ITEMS:
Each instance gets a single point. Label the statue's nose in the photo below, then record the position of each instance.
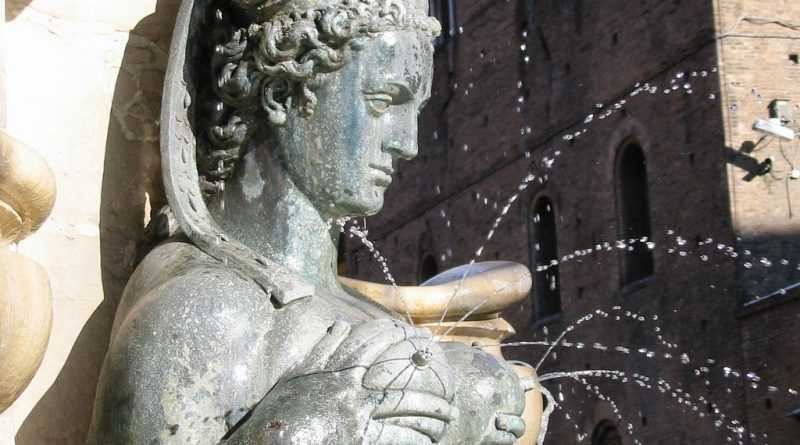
(402, 140)
(404, 149)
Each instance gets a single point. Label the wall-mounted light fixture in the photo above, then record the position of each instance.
(780, 115)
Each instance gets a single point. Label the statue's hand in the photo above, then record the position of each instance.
(489, 395)
(356, 387)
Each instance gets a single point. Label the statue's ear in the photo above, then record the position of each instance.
(275, 99)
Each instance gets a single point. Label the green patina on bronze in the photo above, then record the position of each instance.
(280, 119)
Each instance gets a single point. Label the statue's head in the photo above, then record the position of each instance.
(331, 88)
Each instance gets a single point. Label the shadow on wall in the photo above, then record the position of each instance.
(131, 188)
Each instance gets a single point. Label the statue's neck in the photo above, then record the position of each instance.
(265, 211)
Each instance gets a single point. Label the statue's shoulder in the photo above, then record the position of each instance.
(178, 274)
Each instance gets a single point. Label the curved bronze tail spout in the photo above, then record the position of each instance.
(27, 190)
(27, 195)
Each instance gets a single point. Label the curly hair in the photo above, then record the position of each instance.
(272, 61)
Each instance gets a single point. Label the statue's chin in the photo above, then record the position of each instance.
(362, 205)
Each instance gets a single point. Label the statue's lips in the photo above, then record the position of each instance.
(383, 175)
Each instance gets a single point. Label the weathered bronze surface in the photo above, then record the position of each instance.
(281, 119)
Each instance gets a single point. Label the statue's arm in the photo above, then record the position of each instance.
(185, 362)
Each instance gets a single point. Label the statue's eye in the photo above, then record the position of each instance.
(379, 102)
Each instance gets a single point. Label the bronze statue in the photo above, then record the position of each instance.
(281, 117)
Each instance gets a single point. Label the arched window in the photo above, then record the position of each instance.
(443, 10)
(428, 269)
(341, 259)
(544, 259)
(634, 213)
(606, 434)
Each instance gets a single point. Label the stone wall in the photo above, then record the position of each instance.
(760, 53)
(496, 116)
(84, 89)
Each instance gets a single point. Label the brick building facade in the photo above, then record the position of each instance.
(544, 88)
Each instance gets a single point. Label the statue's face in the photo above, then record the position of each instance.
(343, 156)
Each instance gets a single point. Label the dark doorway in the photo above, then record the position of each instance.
(634, 208)
(544, 253)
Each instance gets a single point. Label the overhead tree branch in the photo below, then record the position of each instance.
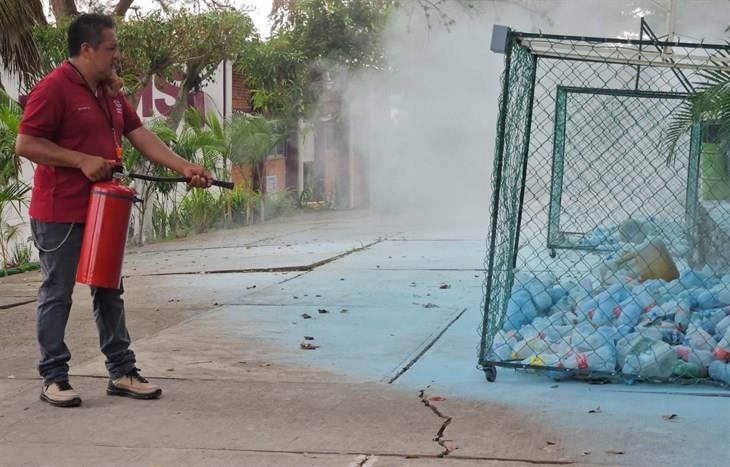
(122, 7)
(63, 8)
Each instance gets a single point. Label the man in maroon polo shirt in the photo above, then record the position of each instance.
(72, 127)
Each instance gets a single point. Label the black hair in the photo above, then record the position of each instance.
(88, 27)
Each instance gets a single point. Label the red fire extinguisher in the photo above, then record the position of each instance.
(107, 224)
(105, 234)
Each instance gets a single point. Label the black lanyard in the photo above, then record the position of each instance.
(107, 113)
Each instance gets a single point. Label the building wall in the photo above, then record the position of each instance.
(240, 94)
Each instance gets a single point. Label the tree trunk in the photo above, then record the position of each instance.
(63, 8)
(181, 103)
(122, 7)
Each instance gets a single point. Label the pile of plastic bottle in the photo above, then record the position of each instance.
(645, 329)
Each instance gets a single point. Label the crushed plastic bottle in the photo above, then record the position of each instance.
(688, 370)
(720, 371)
(648, 358)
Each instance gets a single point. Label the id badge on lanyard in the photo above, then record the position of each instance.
(118, 152)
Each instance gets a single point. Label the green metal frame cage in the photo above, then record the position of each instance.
(580, 159)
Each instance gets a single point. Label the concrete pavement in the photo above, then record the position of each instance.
(394, 311)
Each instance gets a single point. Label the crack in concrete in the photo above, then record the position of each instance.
(415, 359)
(360, 461)
(303, 268)
(13, 305)
(321, 452)
(439, 439)
(254, 244)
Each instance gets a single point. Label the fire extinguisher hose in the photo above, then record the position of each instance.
(152, 178)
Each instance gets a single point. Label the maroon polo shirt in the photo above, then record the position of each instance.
(62, 109)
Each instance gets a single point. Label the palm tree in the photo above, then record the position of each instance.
(250, 140)
(18, 50)
(13, 191)
(709, 105)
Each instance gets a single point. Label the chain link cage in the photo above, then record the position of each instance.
(609, 245)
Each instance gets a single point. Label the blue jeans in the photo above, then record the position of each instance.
(58, 266)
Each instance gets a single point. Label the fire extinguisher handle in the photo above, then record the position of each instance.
(223, 184)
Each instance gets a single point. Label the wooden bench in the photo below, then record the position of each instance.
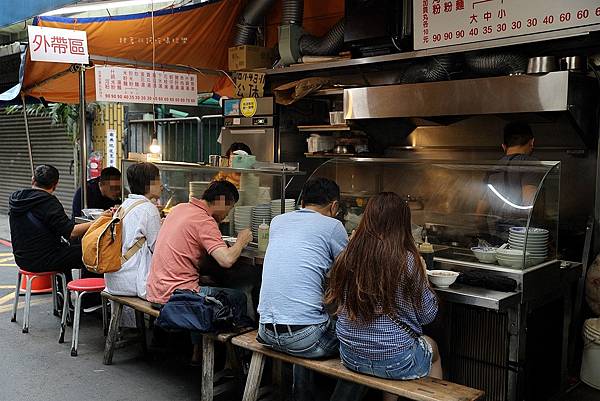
(142, 307)
(426, 389)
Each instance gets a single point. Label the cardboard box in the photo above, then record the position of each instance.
(249, 84)
(248, 57)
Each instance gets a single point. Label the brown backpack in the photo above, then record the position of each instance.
(103, 241)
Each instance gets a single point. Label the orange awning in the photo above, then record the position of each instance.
(196, 36)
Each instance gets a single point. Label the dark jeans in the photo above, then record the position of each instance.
(313, 341)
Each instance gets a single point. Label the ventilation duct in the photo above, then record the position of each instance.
(330, 43)
(295, 43)
(496, 64)
(292, 12)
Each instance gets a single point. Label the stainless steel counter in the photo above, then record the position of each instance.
(481, 297)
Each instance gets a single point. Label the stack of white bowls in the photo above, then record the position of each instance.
(290, 206)
(513, 258)
(242, 218)
(249, 189)
(537, 242)
(264, 195)
(197, 188)
(260, 213)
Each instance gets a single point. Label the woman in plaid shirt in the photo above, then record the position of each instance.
(380, 286)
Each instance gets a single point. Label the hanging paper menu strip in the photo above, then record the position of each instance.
(133, 85)
(451, 22)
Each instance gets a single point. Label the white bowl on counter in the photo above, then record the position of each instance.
(442, 278)
(88, 212)
(485, 254)
(513, 258)
(95, 215)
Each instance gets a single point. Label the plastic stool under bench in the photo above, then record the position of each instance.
(30, 277)
(80, 287)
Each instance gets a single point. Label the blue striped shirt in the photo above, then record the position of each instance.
(382, 338)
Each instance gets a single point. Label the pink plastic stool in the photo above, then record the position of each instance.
(29, 278)
(80, 287)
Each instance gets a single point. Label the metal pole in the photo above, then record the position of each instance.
(83, 137)
(27, 134)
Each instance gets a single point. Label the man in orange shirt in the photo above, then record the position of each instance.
(188, 236)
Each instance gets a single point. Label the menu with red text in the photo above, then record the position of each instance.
(134, 85)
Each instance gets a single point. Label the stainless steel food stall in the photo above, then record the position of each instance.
(487, 331)
(438, 145)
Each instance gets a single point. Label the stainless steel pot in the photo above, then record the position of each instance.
(343, 149)
(541, 65)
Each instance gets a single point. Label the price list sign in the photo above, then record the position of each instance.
(450, 22)
(134, 85)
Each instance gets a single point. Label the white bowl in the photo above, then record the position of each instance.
(512, 263)
(484, 254)
(442, 278)
(532, 231)
(95, 215)
(510, 253)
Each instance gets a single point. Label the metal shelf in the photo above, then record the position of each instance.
(178, 165)
(323, 128)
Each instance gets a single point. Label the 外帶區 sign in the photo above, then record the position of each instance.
(57, 45)
(133, 85)
(451, 22)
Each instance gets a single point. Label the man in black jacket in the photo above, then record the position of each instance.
(40, 228)
(103, 192)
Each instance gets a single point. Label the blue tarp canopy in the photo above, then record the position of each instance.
(17, 11)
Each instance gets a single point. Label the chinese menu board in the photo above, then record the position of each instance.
(450, 22)
(57, 45)
(133, 85)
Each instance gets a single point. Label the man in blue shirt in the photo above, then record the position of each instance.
(302, 247)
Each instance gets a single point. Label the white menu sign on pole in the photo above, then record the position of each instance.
(57, 45)
(134, 85)
(111, 148)
(450, 22)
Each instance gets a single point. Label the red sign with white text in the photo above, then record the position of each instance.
(57, 45)
(451, 22)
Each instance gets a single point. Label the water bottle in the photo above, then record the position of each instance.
(263, 237)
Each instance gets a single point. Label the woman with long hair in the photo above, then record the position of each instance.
(383, 298)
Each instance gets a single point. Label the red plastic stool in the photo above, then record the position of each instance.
(29, 278)
(80, 287)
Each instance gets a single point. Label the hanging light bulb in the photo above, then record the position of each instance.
(155, 147)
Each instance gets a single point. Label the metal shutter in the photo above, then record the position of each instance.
(50, 145)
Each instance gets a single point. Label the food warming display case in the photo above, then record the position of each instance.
(509, 304)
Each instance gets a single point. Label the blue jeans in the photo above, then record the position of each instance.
(411, 364)
(314, 341)
(236, 297)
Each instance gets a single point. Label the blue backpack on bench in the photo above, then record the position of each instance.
(188, 310)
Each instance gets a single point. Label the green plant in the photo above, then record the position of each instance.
(63, 114)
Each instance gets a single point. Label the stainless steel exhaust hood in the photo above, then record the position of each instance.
(560, 91)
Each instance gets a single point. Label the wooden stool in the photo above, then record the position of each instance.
(30, 277)
(81, 287)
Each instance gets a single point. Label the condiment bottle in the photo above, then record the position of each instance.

DIRECTIONS FOR THIS TASK: In the records above, find the line containing "Each instance gets a single point. Label the red plastic"; please retype it and every line after it through the last line, exactly and with nothing else.

THE RESULT:
Each instance gets a single point. Label the red plastic stool in the photo above, then record the position of each instance.
(29, 278)
(80, 287)
Each instance gets a single point. Label the hanging light bulb in the photo above, then record the position of each instance.
(155, 147)
Each instance gets a single point. Label the metal shutter in the photo above, then record the position of each instance.
(50, 145)
Each instance gets a single point. Label the food warming display case in the photo above, then record the position of each instance.
(509, 304)
Each instance gets a single point. Label the blue jeans in the photo above, then record the position of each instance.
(411, 364)
(314, 341)
(236, 297)
Each instance gets a single point. Label the blue backpack on bench in the photo above, then record the position of each instance.
(188, 310)
Each instance gets a single point. Label the green plant in the photo above, then record the position of each instance.
(63, 114)
Each instance gets a single point. Label the stainless steel exhaust hood in the photo above, then record the position of each instance.
(560, 91)
Each instance gets a single point. Label the wooden stool in the photo above, then record the position of each instance.
(30, 277)
(81, 287)
Each instance gets a single point. Label the condiment bottle in the photo above, then record the position of each instance.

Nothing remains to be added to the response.